───── Data shown

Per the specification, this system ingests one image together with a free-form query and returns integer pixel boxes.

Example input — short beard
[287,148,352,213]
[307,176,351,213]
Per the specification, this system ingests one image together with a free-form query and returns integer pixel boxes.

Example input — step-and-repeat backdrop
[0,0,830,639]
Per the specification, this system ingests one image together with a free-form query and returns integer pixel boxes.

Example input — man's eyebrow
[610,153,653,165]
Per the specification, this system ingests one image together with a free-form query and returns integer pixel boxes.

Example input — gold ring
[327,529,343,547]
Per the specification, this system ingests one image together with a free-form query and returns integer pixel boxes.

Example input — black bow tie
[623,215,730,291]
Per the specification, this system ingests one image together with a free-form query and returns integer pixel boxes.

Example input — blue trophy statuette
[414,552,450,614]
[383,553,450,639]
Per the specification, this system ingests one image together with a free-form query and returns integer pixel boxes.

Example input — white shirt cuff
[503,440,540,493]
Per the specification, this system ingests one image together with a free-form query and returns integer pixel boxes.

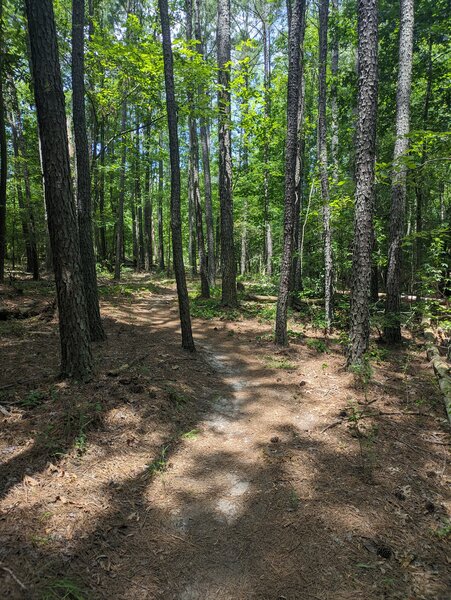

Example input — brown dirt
[0,279,451,600]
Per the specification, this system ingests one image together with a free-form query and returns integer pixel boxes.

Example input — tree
[275,0,305,346]
[72,0,105,342]
[0,0,8,283]
[26,0,92,379]
[348,0,378,365]
[217,0,238,308]
[158,0,195,352]
[318,0,333,332]
[384,0,414,343]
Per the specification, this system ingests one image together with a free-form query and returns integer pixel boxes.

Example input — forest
[0,0,451,600]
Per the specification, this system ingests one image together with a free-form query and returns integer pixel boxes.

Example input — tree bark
[114,100,127,281]
[348,0,378,365]
[158,0,195,352]
[194,0,216,285]
[0,0,8,283]
[318,0,333,332]
[26,0,92,379]
[275,0,305,346]
[72,0,105,342]
[384,0,414,343]
[217,0,238,308]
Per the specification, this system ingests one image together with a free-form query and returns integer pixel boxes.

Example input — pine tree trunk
[348,0,378,365]
[158,135,165,271]
[0,0,8,283]
[114,100,127,281]
[274,0,305,346]
[26,0,92,379]
[318,0,333,332]
[194,0,216,285]
[384,0,414,343]
[72,0,105,341]
[99,120,107,262]
[158,0,195,352]
[217,0,238,308]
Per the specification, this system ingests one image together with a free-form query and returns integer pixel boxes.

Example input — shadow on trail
[0,284,446,600]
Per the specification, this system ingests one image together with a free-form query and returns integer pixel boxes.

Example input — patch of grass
[41,577,88,600]
[288,488,301,510]
[306,339,329,354]
[265,356,297,371]
[180,429,199,440]
[435,519,451,540]
[147,446,169,476]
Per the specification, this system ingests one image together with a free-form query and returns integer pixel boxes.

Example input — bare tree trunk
[114,100,127,281]
[158,134,164,271]
[275,0,305,346]
[318,0,333,332]
[26,0,92,379]
[217,0,238,308]
[158,0,195,352]
[0,0,8,283]
[72,0,105,342]
[348,0,378,365]
[384,0,414,343]
[194,0,216,285]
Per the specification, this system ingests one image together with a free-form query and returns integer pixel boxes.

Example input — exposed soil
[0,279,451,600]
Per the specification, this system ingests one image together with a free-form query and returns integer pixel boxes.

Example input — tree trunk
[217,0,238,308]
[275,0,305,346]
[384,0,414,343]
[158,0,195,352]
[194,0,216,285]
[348,0,378,365]
[144,126,153,272]
[114,100,127,281]
[26,0,92,379]
[0,0,8,283]
[99,120,107,262]
[72,0,105,341]
[158,135,165,271]
[318,0,333,333]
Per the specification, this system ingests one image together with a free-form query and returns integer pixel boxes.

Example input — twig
[320,419,344,433]
[0,563,27,590]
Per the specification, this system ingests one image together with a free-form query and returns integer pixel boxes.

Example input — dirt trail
[0,289,451,600]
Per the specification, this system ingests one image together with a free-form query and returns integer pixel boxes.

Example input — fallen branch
[107,354,149,377]
[0,563,27,590]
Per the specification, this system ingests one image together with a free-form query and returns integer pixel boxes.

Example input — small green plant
[180,429,199,440]
[147,446,169,476]
[42,577,87,600]
[349,354,373,402]
[435,519,451,540]
[265,356,297,371]
[306,338,329,354]
[288,488,301,510]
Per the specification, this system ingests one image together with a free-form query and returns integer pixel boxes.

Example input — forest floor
[0,276,451,600]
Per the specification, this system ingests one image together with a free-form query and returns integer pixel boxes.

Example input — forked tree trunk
[384,0,414,343]
[158,0,195,352]
[26,0,92,379]
[275,0,305,346]
[217,0,238,308]
[318,0,333,332]
[348,0,377,365]
[72,0,105,341]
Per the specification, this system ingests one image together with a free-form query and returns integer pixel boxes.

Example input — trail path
[0,284,451,600]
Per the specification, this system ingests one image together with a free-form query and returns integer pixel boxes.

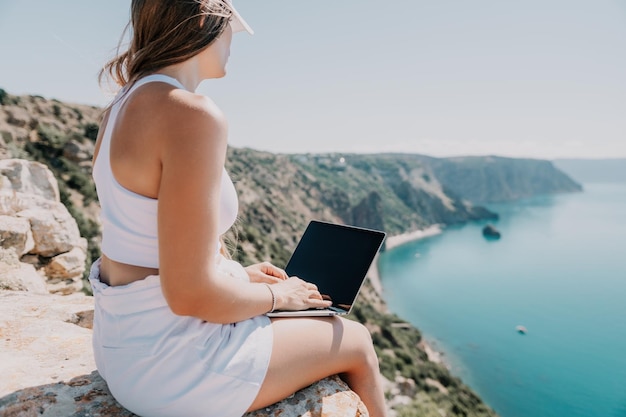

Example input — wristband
[265,284,276,313]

──────────

**Given exercise**. Transcribe the items verbatim from their first line through the line that contains "[307,176,351,213]", including both of those lines.

**Reply**.
Per the specification, this system ingests one image together with a free-form query and returns integer pixel boxes.

Example input — short beard
[287,148,352,213]
[307,176,351,213]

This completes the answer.